GIVEN EXERCISE:
Please copy out, word for word, the entries from the line that contains "The locate routine indicates the spectator in red" through the line that contains "x=897 y=488", including both of those lines. Leave out everything else.

---------- PROVIDED DATA ----------

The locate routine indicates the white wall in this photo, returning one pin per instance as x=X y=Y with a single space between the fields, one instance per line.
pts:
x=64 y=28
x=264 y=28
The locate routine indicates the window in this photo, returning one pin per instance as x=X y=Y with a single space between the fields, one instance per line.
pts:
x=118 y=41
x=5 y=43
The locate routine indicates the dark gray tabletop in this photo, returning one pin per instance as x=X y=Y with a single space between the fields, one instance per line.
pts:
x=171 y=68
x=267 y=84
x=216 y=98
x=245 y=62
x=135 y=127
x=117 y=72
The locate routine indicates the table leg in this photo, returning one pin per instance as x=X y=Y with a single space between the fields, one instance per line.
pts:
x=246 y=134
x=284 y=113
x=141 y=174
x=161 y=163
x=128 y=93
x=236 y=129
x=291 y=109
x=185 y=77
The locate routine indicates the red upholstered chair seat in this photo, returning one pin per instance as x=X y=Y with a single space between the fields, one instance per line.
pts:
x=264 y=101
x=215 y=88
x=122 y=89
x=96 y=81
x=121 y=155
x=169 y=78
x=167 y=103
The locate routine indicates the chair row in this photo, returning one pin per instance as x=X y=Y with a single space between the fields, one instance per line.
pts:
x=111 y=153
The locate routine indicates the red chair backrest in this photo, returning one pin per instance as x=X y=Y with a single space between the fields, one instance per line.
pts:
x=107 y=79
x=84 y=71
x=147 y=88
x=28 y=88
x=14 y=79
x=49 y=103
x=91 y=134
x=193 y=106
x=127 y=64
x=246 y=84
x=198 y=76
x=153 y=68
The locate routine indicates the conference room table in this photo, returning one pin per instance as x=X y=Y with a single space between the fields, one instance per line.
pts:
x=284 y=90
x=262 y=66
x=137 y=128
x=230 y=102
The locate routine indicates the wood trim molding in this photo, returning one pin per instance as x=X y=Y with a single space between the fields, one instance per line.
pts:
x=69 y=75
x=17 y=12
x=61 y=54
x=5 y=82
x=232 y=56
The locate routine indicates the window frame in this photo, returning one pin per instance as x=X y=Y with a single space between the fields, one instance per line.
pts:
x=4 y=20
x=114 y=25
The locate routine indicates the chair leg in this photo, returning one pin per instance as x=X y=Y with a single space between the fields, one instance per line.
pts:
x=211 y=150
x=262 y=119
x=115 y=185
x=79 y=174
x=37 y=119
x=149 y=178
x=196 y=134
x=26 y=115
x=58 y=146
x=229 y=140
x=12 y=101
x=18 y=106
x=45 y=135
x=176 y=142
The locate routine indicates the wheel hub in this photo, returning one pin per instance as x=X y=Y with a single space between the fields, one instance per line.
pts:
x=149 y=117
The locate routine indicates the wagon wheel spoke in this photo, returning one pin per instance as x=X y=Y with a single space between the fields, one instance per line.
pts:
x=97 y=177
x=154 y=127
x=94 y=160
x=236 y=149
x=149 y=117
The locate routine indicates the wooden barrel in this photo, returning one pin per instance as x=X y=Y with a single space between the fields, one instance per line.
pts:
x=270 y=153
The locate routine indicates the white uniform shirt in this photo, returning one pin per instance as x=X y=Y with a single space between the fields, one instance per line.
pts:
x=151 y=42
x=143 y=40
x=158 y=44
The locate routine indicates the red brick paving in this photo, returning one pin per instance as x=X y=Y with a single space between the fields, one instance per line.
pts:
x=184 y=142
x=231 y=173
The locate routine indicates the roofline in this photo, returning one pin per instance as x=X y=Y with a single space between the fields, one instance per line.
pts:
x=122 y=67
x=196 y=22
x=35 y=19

----------
---------- PROVIDED DATA ----------

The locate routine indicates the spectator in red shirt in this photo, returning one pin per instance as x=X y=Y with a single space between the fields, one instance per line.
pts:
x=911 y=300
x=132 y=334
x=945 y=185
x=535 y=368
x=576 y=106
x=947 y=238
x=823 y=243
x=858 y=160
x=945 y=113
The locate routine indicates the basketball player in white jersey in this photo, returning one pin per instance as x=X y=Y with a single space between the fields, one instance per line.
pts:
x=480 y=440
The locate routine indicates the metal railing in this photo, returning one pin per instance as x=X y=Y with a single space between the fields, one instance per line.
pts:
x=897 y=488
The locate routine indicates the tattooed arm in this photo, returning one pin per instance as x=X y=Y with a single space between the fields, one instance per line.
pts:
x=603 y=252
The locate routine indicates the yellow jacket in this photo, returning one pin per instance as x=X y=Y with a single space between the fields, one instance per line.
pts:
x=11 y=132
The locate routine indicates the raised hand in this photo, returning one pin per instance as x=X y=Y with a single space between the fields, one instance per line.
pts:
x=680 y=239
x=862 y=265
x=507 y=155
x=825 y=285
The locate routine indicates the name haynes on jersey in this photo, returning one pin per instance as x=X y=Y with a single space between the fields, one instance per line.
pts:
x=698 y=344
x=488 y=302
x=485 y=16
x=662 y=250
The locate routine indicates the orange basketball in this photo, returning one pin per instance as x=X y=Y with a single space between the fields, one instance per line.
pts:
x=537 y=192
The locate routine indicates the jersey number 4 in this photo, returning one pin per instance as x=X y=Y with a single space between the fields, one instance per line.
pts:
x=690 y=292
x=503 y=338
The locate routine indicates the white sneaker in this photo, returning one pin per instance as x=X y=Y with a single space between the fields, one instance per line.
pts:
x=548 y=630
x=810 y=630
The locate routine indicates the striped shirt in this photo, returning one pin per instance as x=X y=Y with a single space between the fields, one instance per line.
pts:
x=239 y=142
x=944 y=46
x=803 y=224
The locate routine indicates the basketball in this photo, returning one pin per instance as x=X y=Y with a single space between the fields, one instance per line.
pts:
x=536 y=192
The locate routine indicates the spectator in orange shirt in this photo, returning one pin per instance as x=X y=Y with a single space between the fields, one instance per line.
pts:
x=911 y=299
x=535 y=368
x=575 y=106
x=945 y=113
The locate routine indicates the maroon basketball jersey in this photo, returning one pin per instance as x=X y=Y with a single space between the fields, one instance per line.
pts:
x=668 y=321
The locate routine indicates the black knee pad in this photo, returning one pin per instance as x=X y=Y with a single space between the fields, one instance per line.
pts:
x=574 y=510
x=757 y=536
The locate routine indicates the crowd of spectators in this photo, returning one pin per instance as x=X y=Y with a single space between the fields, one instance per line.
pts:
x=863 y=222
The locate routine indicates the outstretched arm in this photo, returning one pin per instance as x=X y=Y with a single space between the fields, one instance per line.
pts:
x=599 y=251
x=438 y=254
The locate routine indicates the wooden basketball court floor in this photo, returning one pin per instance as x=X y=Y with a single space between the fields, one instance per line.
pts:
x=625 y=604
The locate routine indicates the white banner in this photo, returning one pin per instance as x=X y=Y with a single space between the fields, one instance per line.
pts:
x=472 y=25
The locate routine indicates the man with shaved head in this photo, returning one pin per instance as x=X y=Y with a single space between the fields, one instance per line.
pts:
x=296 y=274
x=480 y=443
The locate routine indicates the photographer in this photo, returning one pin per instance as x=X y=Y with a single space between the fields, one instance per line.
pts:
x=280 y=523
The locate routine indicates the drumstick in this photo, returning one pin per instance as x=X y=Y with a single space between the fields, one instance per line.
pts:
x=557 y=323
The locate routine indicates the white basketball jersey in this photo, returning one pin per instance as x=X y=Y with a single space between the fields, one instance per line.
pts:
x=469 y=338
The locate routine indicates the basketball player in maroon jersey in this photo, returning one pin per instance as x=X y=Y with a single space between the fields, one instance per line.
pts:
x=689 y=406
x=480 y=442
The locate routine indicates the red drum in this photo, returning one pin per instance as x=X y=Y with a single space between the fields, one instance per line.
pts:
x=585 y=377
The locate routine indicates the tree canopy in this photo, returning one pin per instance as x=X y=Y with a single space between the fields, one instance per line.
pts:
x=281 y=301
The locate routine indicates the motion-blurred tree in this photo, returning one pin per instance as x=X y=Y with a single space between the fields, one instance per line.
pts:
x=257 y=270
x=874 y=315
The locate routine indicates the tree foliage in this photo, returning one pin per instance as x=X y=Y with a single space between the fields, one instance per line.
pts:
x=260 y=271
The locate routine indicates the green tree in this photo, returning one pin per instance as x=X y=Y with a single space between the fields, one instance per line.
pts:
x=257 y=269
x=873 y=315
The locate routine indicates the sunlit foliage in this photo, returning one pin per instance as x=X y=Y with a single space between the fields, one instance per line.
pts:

----------

FINISHED TASK:
The locate routine indicates the spectator in red shirt in this photo, returning one pin per instance as x=X y=Y with a single space between the fields, one instance per line.
pts:
x=911 y=300
x=132 y=334
x=945 y=185
x=535 y=368
x=576 y=106
x=947 y=238
x=823 y=243
x=858 y=160
x=945 y=113
The locate routine indicates the basketball player in white jersey in this photo, returning one pin per instance as x=X y=Y with a single space between the fields, one instance per line.
pts:
x=480 y=440
The locate routine indicates the metal railing in this photo, returning one pin per instance as x=X y=Y with a single space between the fields, one instance per line.
pts:
x=897 y=488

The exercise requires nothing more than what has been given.